*** Opening DOCUMENT PASSAGE ***
A thoughtful chapter on the importance of creativity and interdisciplinarity in STEM stands out. Hard boundaries between the arts and sciences perpetuate the idea that people can be experts only in one domain or the other. Donald discusses the collateral damage caused to girls and women by having “arts and sciences pitted against each other in some weird sort of zero-sum game”. To drive home the idea that science is for everyone, the book discusses various roles that scientists can occupy, such as the ten classes defined by the UK Science Council: businessperson, communicator, developer, entrepreneur, explorer, investigator, policy scientist, regulator, teacher and technician.
Not Just for the Boys would be a great teaching tool, with each chapter making for a lively class discussion. For example, how are the achievements of female scientists portrayed in the media in a way that perpetuate stereotypes and misogyny? Other themes include neurosexism (the concept of gendered brain differences), the influence of early socialization towards or against STEM topics, the power of stereotypes (such as the fallacy of the lone genius), unconscious and systemic bias, and the impacts of mentoring and collaborative relationships. Donald covers factors that are causing STEM’s leaky employment pipeline for women, including harassment and impostor syndrome. Although the text covers each topic only briefly, the book touches on the key points and provides examples, plots, tables and illustrations.
Practical and engaging, Not Just for the Boys is a valuable tool that makes a clear case for supporting more women to take up and stay in STEM careers.
Competing Interests
The author declares no competing interests.
*** Closing DOCUMENT PASSAGE ***
*** Opening RECORD EXTRACTS ***
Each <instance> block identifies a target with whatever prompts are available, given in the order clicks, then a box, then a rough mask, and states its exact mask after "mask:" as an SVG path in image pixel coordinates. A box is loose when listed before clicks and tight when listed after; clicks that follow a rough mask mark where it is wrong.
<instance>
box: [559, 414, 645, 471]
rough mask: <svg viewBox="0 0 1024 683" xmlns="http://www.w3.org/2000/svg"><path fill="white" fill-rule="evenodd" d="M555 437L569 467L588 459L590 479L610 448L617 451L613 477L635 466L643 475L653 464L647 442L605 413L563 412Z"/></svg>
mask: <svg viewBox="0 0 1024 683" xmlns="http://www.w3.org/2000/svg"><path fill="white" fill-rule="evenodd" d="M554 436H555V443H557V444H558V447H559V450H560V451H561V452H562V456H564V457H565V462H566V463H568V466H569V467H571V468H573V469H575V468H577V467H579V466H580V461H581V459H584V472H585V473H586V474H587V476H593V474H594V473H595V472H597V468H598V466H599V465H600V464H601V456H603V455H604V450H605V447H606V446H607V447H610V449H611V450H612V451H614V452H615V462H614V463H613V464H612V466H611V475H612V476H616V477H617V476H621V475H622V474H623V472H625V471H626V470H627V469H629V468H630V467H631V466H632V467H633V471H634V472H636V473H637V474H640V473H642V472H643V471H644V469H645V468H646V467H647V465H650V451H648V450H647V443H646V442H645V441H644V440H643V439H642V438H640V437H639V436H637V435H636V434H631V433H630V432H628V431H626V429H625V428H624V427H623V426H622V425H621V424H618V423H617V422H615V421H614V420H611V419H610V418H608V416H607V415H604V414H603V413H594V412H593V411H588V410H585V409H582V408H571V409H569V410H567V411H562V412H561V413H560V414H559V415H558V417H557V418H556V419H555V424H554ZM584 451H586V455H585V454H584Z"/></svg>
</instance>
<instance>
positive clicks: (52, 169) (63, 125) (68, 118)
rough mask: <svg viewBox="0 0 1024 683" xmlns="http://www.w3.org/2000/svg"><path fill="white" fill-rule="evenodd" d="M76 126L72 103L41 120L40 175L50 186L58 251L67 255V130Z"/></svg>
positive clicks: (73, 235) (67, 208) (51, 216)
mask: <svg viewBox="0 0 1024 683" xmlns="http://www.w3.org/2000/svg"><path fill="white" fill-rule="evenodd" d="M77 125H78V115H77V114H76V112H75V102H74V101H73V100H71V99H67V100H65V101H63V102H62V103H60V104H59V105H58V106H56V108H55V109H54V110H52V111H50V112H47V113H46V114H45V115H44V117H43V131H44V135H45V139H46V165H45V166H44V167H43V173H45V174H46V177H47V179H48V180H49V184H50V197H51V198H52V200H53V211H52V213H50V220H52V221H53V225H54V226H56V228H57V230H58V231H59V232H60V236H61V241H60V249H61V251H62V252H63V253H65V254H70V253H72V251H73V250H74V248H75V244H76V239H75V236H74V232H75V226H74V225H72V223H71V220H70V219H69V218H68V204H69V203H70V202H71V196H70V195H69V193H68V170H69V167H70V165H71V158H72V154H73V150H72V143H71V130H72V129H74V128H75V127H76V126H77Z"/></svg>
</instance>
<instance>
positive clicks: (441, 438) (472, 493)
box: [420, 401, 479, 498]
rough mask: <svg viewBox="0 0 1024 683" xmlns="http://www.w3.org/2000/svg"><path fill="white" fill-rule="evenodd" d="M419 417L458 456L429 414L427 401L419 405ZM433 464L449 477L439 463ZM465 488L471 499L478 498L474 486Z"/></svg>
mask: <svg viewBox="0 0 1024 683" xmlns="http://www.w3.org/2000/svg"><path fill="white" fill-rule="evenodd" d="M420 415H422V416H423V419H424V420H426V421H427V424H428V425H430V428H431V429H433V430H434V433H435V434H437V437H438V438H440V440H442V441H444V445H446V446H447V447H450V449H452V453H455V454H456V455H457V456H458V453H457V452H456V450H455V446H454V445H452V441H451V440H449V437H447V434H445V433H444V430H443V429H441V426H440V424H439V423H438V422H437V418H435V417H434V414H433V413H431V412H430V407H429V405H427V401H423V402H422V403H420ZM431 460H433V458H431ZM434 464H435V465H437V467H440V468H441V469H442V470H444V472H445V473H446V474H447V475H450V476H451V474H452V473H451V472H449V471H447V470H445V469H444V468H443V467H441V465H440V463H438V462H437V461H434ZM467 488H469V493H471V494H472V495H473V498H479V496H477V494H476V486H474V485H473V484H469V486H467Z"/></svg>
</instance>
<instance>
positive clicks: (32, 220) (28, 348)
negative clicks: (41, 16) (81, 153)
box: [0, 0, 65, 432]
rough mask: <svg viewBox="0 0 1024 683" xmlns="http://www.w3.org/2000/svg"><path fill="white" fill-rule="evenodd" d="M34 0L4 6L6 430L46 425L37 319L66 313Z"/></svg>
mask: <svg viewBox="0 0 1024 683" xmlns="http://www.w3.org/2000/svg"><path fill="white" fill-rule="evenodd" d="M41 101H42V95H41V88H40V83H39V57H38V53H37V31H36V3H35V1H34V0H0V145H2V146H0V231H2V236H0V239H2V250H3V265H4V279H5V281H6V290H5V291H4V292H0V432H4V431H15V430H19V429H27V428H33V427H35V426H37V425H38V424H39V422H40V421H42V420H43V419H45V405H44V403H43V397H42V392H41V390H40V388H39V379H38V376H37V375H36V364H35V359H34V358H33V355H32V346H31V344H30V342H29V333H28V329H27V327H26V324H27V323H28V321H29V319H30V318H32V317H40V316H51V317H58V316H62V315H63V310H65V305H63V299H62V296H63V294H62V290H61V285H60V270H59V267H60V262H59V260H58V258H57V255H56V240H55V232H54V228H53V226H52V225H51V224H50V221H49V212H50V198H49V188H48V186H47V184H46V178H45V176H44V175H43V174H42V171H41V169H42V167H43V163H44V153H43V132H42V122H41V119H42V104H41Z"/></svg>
*** Closing RECORD EXTRACTS ***
### [WORK REQUEST]
Copy the book review from "A thoughtful chapter" to "teacher and technician.", switching "arts and sciences" to "humanities and sciences" everywhere it occurs.

### [RESPONSE]
A thoughtful chapter on the importance of creativity and interdisciplinarity in STEM stands out. Hard boundaries between the humanities and sciences perpetuate the idea that people can be experts only in one domain or the other. Donald discusses the collateral damage caused to girls and women by having “humanities and sciences pitted against each other in some weird sort of zero-sum game”. To drive home the idea that science is for everyone, the book discusses various roles that scientists can occupy, such as the ten classes defined by the UK Science Council: businessperson, communicator, developer, entrepreneur, explorer, investigator, policy scientist, regulator, teacher and technician.